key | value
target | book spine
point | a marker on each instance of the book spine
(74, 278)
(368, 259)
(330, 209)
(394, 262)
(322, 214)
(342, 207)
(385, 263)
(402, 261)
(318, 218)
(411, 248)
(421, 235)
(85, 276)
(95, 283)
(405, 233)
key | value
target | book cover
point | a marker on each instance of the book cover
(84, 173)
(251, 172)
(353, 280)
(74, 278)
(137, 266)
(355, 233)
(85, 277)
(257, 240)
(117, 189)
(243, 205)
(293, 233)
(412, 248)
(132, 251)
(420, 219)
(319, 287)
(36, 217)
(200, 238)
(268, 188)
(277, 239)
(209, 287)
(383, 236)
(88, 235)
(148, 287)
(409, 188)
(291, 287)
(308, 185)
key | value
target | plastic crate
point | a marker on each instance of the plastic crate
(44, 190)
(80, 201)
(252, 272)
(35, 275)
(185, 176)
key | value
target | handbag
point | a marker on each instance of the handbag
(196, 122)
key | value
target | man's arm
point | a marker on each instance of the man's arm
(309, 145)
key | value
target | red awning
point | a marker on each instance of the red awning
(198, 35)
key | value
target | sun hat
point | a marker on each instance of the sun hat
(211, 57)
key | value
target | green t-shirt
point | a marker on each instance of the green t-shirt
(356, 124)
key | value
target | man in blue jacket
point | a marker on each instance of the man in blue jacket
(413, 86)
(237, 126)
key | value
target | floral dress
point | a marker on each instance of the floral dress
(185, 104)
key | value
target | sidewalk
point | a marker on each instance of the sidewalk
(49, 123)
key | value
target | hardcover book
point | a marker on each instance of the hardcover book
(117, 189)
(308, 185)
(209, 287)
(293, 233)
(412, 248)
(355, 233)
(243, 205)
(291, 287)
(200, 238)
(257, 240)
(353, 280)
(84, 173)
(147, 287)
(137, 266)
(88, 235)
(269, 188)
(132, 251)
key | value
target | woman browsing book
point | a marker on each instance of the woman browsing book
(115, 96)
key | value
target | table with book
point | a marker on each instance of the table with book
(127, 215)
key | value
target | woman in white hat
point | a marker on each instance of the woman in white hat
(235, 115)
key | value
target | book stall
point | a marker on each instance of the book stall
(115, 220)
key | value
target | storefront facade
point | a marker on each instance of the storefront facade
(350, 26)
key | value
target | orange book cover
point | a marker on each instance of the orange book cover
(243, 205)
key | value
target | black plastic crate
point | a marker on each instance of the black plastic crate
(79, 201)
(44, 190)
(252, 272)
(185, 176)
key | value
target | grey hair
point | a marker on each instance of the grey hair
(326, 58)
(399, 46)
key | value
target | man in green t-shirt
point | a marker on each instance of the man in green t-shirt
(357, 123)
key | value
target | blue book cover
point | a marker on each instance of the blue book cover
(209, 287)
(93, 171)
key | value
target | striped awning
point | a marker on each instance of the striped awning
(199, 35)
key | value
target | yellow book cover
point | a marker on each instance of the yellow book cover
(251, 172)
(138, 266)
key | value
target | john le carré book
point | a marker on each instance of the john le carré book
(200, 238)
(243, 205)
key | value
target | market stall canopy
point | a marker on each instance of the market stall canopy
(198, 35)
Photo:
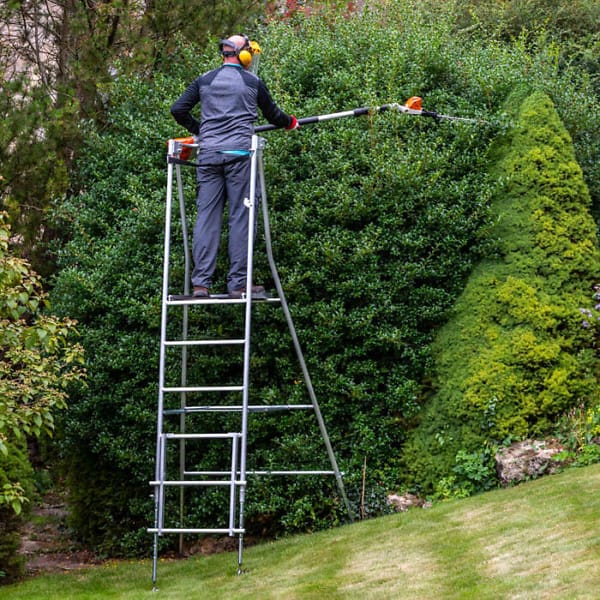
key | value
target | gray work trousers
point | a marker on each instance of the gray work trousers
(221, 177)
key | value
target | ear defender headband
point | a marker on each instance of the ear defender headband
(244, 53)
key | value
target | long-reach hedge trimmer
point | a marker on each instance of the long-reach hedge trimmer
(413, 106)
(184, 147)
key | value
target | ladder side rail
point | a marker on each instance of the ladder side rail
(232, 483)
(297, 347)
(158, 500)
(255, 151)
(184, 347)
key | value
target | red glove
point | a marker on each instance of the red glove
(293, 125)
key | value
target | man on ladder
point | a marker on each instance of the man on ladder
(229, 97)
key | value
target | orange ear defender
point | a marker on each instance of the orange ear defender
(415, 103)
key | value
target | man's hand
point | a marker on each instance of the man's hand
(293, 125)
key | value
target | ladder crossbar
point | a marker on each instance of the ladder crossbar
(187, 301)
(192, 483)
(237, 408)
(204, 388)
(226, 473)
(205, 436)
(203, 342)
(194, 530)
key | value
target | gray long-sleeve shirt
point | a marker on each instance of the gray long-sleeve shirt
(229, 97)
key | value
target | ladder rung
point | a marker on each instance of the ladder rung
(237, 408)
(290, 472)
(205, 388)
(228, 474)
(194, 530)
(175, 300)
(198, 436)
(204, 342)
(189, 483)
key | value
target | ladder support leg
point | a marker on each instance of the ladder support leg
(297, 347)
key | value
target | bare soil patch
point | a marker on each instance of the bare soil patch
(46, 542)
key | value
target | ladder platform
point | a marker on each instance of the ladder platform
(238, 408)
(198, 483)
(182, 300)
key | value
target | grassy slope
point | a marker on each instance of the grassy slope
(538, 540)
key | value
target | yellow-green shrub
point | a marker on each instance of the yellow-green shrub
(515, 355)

## Task goal:
In the copy, each entry above must match exactly, and no picture may be carried over.

## Problem solution:
key | value
target | book spine
point | a marker on each instance of the book spine
(74, 278)
(368, 259)
(330, 209)
(394, 262)
(322, 214)
(342, 207)
(385, 263)
(402, 261)
(318, 218)
(411, 248)
(421, 235)
(85, 276)
(95, 283)
(405, 233)
key | value
target | book cover
point | a marker on each instance of the book cover
(84, 173)
(251, 172)
(353, 280)
(74, 278)
(137, 266)
(355, 233)
(85, 277)
(257, 240)
(117, 189)
(243, 205)
(293, 233)
(412, 248)
(132, 251)
(420, 219)
(319, 287)
(36, 217)
(200, 238)
(268, 188)
(277, 239)
(209, 287)
(383, 236)
(88, 235)
(148, 287)
(409, 188)
(291, 287)
(308, 185)
key | value
target | plastic crate
point | a marker on each instance of the plastic crate
(44, 190)
(80, 201)
(252, 272)
(35, 275)
(185, 176)
key | value
target | handbag
point | a marker on each instance of the handbag
(196, 122)
key | value
target | man's arm
point | a marker on each instance of the man's arm
(309, 145)
key | value
target | red awning
point | a marker on each instance of the red awning
(198, 35)
key | value
target | sun hat
point | a marker on each instance of the sun hat
(211, 57)
key | value
target | green t-shirt
point | a marker on each instance of the green t-shirt
(356, 124)
key | value
target | man in blue jacket
point | a marker on each instance of the man in blue jacket
(413, 86)
(237, 126)
key | value
target | floral dress
point | a marker on each instance of the floral dress
(185, 104)
key | value
target | sidewalk
point | a marker on each instance of the sidewalk
(49, 123)
key | value
target | hardcover book
point | a marker on each instance of the hardcover book
(117, 189)
(308, 185)
(209, 287)
(293, 233)
(412, 248)
(355, 233)
(243, 205)
(291, 287)
(200, 238)
(257, 240)
(353, 280)
(84, 173)
(147, 287)
(137, 266)
(88, 235)
(269, 188)
(132, 251)
key | value
target | woman browsing book
point | a marker on each instance of the woman browsing book
(115, 96)
key | value
target | table with book
point | a marker on each instance of the table with book
(127, 215)
key | value
target | woman in white hat
point | a marker on each instance of the woman in white hat
(235, 115)
key | value
target | book stall
point | a marker on each instance of the book stall
(115, 220)
key | value
target | storefront facade
point | a marker on each instance of the storefront facade
(350, 26)
key | value
target | orange book cover
point | a marker on each instance of the orange book cover
(243, 205)
key | value
target | black plastic crate
point | a marker on each instance of the black plastic crate
(79, 201)
(44, 190)
(252, 272)
(185, 176)
key | value
target | grey hair
point | a marker on each instance of the grey hair
(326, 58)
(399, 46)
key | value
target | man in green t-shirt
point | a marker on each instance of the man in green t-shirt
(357, 123)
key | value
target | blue book cover
point | a marker on each instance of the blue book cover
(209, 287)
(93, 171)
key | value
target | striped awning
point | a marker on each instance of the striped awning
(199, 35)
key | value
target | yellow book cover
point | a marker on each instance of the yellow book cover
(251, 172)
(138, 266)
key | value
target | john le carré book
point | a marker on each instance of the john le carré book
(200, 238)
(243, 205)
key | value
target | market stall canopy
point | a marker on each instance of the market stall canopy
(198, 35)
Photo:
key | value
target | gray work trousers
point | a marker on each instance of the gray work trousers
(221, 177)
key | value
target | ear defender headband
point | a marker on each instance of the ear defender headband
(244, 53)
key | value
target | long-reach hedge trimmer
point | a marker on each instance of the long-reach hedge trimmer
(413, 106)
(184, 147)
key | value
target | ladder side rail
point | a marker on each instance of the ladder side rail
(232, 483)
(297, 347)
(158, 500)
(255, 151)
(184, 347)
key | value
target | red glove
point | a marker on each instance of the red glove
(293, 125)
key | value
target | man on ladder
point | a marker on each instance of the man on ladder
(229, 97)
key | value
target | orange ear defender
point | a marker on each instance of the orange ear defender
(415, 103)
key | value
target | man's hand
point | a marker on each instance of the man's hand
(293, 125)
key | value
target | ladder crossbar
point | a marker on each instance of the ladder crossbar
(187, 301)
(192, 483)
(237, 408)
(204, 388)
(226, 473)
(205, 436)
(203, 342)
(194, 530)
key | value
target | gray long-sleeve shirt
point | a marker on each instance of the gray long-sleeve shirt
(229, 97)
key | value
target | ladder rung
point | a marker on each instance of the ladder rung
(237, 408)
(290, 472)
(205, 388)
(228, 474)
(194, 530)
(175, 300)
(198, 436)
(204, 342)
(189, 483)
key | value
target | ladder support leg
point | a marker on each instance of the ladder support leg
(297, 347)
key | value
target | bare soil patch
point | a marker on each instance of the bare soil patch
(46, 542)
key | value
target | ladder platform
point | a marker on each instance of the ladder platform
(238, 408)
(198, 483)
(182, 300)
key | value
target | grassy slope
point | a marker on each instance of the grassy slope
(538, 540)
key | value
target | yellow-green shrub
point | a marker on each instance of the yellow-green shrub
(515, 355)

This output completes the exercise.